The big debate for us and currency markets still surrounds the fate of the U.S. dollar and that matters because when the dollar falls like it has this year, every other global currency tends to rally. This early stage in the U.S. dollar’s bear market, traders are less focused on country-specific factors and instead are paying a lot more attention to the broad movements of the greenback.

That's what's going to drive the majority of currency returns over the next few years. To date, the dollar's down about 10% in 2025. It fell in each of the first six months of this year and declined against most emerging and developed market currencies. It took a short pause in July before resuming its decline. And then the main factors pushing it lower this time are softer employment numbers, rising expectations that the Federal Reserve could cut rates a couple of times this year, and an increasing sense that the U.S. central bank is losing its independence as the White House attempts to strongarm the Fed into easing monetary policy. Bond and currency investors have become increasingly nervous about structurally high inflation that would reduce the dollar's purchasing power. And that's why longer-term bond yields are rising, even as the Fed is about to cut rates.
+---+
-- Work to complete --
A. In the dollar commentary, how much has the dollar fallen so far in 2025?
B. Carry on the dollar commentary from where it stops.
The listing after the dollar commentary is separate material.
+---+
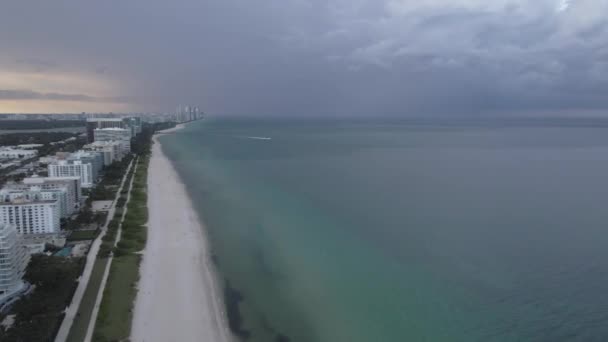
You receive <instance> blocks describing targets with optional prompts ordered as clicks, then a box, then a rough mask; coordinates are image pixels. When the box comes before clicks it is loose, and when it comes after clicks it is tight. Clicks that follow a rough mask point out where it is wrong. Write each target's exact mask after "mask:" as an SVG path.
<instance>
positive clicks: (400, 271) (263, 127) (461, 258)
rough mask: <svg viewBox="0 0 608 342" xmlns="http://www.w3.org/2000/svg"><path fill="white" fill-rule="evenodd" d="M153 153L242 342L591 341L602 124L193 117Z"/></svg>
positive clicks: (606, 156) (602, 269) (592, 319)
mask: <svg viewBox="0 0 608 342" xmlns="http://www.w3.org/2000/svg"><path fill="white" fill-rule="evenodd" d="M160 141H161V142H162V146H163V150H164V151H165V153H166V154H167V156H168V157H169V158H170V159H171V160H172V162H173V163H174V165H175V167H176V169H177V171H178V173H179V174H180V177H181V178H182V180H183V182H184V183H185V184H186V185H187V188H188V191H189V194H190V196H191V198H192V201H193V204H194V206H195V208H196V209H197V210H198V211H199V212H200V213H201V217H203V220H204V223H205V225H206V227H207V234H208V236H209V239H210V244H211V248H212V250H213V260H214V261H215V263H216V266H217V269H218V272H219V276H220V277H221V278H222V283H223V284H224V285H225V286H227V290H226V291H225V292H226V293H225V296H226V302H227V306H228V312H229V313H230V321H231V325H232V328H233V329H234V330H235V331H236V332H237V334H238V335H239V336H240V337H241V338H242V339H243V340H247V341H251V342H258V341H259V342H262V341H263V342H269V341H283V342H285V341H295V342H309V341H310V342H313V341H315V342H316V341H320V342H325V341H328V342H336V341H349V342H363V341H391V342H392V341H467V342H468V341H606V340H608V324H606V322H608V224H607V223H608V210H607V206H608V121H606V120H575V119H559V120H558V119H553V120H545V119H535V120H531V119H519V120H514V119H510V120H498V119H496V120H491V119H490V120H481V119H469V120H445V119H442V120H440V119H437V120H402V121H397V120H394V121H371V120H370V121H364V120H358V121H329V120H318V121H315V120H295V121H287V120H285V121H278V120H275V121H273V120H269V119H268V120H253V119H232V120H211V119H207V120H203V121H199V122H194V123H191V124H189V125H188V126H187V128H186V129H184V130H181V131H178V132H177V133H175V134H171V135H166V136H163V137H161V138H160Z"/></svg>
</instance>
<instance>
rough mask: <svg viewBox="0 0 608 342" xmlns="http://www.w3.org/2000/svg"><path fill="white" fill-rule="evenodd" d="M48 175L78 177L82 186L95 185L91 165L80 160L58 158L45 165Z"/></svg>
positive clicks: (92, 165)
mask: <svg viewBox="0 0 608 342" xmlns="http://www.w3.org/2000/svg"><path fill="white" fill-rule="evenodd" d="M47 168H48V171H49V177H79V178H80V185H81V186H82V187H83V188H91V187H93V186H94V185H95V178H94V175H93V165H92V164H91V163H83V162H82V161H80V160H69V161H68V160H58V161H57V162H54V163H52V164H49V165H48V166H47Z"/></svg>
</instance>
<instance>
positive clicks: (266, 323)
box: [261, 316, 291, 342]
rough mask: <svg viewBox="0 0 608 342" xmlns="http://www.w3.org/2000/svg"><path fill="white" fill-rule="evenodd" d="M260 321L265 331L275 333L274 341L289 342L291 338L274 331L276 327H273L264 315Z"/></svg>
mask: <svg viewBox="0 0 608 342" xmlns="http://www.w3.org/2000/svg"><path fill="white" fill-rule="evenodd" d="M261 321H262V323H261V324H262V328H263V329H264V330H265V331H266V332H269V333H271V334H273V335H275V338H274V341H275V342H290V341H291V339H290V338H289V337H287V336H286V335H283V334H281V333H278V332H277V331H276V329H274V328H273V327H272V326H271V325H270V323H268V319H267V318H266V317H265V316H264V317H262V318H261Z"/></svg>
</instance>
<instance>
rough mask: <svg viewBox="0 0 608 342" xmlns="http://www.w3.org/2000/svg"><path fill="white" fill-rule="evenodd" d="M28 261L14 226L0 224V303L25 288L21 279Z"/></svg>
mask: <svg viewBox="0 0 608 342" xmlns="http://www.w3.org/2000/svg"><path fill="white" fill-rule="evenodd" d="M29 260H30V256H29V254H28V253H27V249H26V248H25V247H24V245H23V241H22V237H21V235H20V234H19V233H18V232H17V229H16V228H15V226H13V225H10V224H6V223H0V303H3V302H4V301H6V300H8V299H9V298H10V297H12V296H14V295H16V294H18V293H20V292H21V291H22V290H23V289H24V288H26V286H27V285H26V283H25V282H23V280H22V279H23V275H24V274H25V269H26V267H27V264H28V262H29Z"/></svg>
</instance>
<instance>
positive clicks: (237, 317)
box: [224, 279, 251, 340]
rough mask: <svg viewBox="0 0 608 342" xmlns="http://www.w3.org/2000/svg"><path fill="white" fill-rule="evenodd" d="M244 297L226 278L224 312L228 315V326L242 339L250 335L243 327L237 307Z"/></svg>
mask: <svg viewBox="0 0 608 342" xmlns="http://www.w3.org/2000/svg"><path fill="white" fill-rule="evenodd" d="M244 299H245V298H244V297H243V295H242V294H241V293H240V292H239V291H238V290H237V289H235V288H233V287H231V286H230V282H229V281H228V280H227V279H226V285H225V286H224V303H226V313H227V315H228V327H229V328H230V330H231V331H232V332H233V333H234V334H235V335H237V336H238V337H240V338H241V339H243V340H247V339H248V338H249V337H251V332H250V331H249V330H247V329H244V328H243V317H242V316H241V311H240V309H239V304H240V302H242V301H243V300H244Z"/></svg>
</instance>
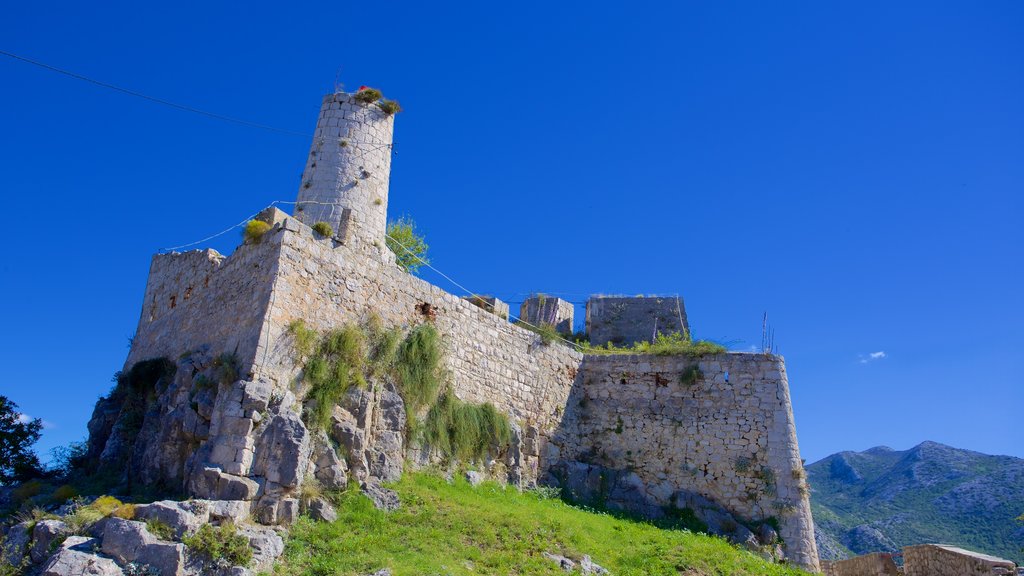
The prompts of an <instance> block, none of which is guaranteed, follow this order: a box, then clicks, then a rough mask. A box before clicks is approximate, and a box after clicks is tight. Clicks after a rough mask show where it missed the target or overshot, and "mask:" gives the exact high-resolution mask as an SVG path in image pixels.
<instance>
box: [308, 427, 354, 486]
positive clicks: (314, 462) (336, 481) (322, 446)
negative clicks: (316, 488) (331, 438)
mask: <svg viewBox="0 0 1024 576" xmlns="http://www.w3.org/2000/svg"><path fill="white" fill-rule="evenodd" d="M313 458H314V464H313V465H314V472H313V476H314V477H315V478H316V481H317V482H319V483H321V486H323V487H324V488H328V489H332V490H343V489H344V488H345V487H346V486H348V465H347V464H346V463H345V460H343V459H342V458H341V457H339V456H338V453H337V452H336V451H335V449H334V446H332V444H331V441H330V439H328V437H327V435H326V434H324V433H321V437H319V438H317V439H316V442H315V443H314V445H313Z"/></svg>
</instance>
+---+
-- Your written answers --
A. About 10%.

B.
Basically, investors demand a higher return now to compensate for that risk of inflation. And it's also why gold prices are rallying. Looking forward we think the euro, the yen and the pound will continue to benefit from a falling dollar as the central bank credibility theme unfolds. The Canadian dollar will strengthen too. But let's not forget that those currencies have already rallied a bunch.

And they also have their own issues. Political dysfunction in France, budget issues in the UK and some trade uncertainty in Canada with renegotiations with the U.S. set to take place next year. We suspect that emerging market currencies may be the ones that deliver a better performance as the greenback weakens next year. And so we think that investors would be wise to consider hedging the U.S. dollar exposures in their portfolios.

And we also think it's worth diversifying into a broader set of currencies that might outperform the loonie. As this next phase of U.S. dollar weakness begins.

What is your outlook for the sovereign bond market?

Soo Boo Cheah

We believe government segment is now offering a compelling income potential. In the market now, investors are waiting for the U.S. Federal Reserve to restart its cutting cycle given signs of a weakening labour market. The first cut is expected in September. But here's a twist, this has already been priced into the bond market.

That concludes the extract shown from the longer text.